== YOUR INSTRUCTIONS ==
Rewrite the records as a two-column CSV with the headers prompt_text and response. Use one row per record, putting its text in prompt_text and its answer in response, each as a single quoted field with line breaks replaced by spaces. Begin at the line that has "man's face, each" and stop after the last of the records.

== SOURCE MATERIAL ==
○ ○ ○ ○

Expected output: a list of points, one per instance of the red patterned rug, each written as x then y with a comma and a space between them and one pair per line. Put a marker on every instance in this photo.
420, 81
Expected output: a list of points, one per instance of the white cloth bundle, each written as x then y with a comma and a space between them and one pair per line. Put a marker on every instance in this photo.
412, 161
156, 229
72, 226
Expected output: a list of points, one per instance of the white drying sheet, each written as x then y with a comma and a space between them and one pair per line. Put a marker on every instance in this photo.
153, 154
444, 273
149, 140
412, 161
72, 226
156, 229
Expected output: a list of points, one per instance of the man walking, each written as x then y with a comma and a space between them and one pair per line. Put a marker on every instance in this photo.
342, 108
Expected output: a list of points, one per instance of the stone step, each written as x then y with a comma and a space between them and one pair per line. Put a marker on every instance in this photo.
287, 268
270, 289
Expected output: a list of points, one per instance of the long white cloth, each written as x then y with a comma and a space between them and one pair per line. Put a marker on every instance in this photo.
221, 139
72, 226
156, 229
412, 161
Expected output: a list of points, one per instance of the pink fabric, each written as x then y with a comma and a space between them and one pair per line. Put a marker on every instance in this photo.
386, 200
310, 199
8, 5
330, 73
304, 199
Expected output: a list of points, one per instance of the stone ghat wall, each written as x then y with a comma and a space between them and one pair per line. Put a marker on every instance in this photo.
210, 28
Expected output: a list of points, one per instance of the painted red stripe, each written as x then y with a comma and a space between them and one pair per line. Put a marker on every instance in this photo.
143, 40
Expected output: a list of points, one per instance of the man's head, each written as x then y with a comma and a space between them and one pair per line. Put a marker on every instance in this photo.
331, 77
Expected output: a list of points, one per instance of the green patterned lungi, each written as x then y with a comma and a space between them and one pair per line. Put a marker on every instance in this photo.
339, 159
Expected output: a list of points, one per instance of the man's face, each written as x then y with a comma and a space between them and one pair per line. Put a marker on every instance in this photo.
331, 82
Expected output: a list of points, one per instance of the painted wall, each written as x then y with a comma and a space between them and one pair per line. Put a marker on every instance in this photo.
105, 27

○ ○ ○ ○

== COMPLETED TASK ==
prompt_text,response
"Expected output: a list of points, one per instance of the man's face, each written as x then y with a comma and a space between them and one pair per line. Put a marker on every instance in this photo.","331, 82"
"Expected output: a list of points, one per instance of the painted wall, each written as x then y with a comma and a space between them and one pair per line. Put a marker on every instance in this photo.","105, 27"